◆ **Page**
FIG. 11 is a view similar to FIG. 10 showing upward pivotable movement of the first seat leg to lie under the seat;

FIG. 12 is a view similar to FIGS. 19 and 11 showing upward pivotable movement of the second seat leg about a second-leg pivot axis toward the underside of the seat to locate the first seat leg between the seat and the second seat leg to collapse the seat unit fully;

FIG. 13 is a view similar to FIGS. 10-12 showing the collapsed seat unit stored in a seat-unit storage space formed in the rolling base;

FIG. 14 is an enlarged perspective view of the first and second seat legs included in the compactible seat unit and showing a pivot axis (in phantom) associated with each of the seat legs and showing that each pivot axle included in the first and second leg is chamfered;

FIG. 15 is an enlarged perspective view of the underside of the partly collapsed seat unit of FIG. 11;

FIG. 16 is an enlarged partial view of the seat unit of FIG. 15;

FIG. 17 is an enlarged perspective view of the underside of the fully collapsed seat unit of FIG. 12;

FIG. 18 is a perspective view of the juvenile walker of FIG. 1 with the first and second seat legs omitted;

FIG. 19 is an enlarged view of a portion of the second post-receiver tower taken from the circled region of FIG. 18 showing a rim-receiving channel formed to receive a perimeter rim included in the carrier frame of the seat as suggested in FIG. 22;

FIG. 20 is an enlarged perspective view taken from the circled region of FIG. 12 from an observation point on the far side of the rolling base that shows an upstanding seat-retainer flange configured to provide means for engaging a portion of the underside of the seat to retain the seat in a fixed position on the rolling base after the child restraint has been nested in the storage space provided in the rolling base as shown in FIG. 13;

FIG. 21 is a top plan view of the components shown in FIG. 18 after the perimeter ribs of the carrier frame of the seat are mated with the rib-receiving channels formed in the first and second post-receiver towers; and

FIG. 22 is an enlarged sectional view taken along lines 22-22 of FIG. 21 showing a perimeter rim of the seat arranged to extend into a companion rib-receiving channel formed in the first post-receiver tower.

◆ **Stated goal a**
In the records, rewrite the stretch from the line containing "Could you locate the dark" through the line containing "[342,0,600,362]", renaming "dark cloud" as "storm cloud" and leaving everything else unchanged.

Block of data
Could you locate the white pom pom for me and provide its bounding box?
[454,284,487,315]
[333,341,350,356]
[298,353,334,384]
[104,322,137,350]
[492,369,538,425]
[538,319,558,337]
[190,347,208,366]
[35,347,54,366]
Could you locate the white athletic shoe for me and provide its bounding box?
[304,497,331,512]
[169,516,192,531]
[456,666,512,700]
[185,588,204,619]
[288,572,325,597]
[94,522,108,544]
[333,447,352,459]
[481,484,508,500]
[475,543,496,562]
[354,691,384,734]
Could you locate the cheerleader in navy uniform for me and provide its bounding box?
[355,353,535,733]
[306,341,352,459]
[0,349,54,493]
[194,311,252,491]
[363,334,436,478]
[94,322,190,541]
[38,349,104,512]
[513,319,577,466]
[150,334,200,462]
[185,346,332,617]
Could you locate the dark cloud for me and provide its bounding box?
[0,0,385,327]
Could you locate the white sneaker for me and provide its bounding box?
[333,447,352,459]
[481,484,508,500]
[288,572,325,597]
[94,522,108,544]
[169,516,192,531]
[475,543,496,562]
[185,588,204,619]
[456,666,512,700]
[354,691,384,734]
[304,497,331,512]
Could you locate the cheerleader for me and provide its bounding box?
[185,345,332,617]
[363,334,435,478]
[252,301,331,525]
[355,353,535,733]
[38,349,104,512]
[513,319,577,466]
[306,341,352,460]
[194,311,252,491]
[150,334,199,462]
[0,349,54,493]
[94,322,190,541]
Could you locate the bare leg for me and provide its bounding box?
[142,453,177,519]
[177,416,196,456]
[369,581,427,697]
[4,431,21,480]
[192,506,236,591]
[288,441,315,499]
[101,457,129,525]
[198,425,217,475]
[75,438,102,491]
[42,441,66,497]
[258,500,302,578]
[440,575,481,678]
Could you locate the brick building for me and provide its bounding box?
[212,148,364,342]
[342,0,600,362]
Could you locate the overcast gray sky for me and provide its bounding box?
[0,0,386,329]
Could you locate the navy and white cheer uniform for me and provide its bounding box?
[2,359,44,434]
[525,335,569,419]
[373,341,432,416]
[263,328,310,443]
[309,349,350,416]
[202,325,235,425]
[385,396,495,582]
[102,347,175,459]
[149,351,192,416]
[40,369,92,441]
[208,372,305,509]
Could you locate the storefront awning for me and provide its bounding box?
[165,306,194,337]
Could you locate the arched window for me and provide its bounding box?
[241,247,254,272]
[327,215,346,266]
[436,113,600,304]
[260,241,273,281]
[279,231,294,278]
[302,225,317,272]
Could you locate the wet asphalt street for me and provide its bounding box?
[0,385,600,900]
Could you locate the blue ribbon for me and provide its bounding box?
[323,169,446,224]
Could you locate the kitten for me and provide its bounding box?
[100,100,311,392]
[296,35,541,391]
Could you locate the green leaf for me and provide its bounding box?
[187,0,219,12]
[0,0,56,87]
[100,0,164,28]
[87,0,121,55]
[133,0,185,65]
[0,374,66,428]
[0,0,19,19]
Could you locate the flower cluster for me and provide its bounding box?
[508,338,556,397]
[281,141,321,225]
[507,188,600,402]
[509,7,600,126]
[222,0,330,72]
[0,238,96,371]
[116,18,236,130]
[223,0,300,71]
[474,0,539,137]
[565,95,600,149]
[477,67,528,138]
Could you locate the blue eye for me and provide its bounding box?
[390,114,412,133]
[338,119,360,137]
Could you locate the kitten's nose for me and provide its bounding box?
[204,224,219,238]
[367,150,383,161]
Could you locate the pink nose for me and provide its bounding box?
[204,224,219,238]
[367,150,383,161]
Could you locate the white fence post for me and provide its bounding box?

◆ **Stated goal b**
Answer these from the figure descriptions:
(i) Where is the collapsed seat unit stored in FIG. 13?
(ii) According to FIG. 14, what is true of each pivot axle in the first and second leg?
(iii) Along which lines is the sectional view of FIG. 22 taken?

◆ **Expected answer a**
Could you locate the storm cloud for me and provide its bounding box?
[0,0,385,327]
Could you locate the white sneaker for me and provide its bounding box?
[333,447,352,459]
[481,484,508,500]
[288,572,325,597]
[94,522,108,544]
[169,516,192,531]
[475,543,496,562]
[185,588,204,619]
[456,666,512,700]
[354,691,384,734]
[304,497,331,512]
Could you locate the cheerleader for me and provide its bounding box?
[185,345,332,617]
[363,334,435,478]
[252,301,331,525]
[355,353,535,733]
[38,349,104,512]
[513,319,577,466]
[306,341,352,460]
[194,311,252,491]
[150,334,199,462]
[0,349,54,493]
[94,322,190,541]
Could you locate the bare leg for me and provide its bounding box?
[142,453,177,519]
[177,416,196,456]
[369,581,427,697]
[4,431,21,480]
[192,506,236,591]
[288,441,315,499]
[101,457,129,525]
[198,425,217,475]
[75,438,102,491]
[42,441,66,497]
[258,500,302,578]
[440,575,481,678]
Could you locate the brick building for me and provide its bounding box?
[212,148,364,342]
[342,0,600,362]

◆ **Expected answer b**
(i) In a seat-unit storage space formed in the rolling base.
(ii) Each pivot axle is chamfered.
(iii) Along lines 22-22 of FIG. 21.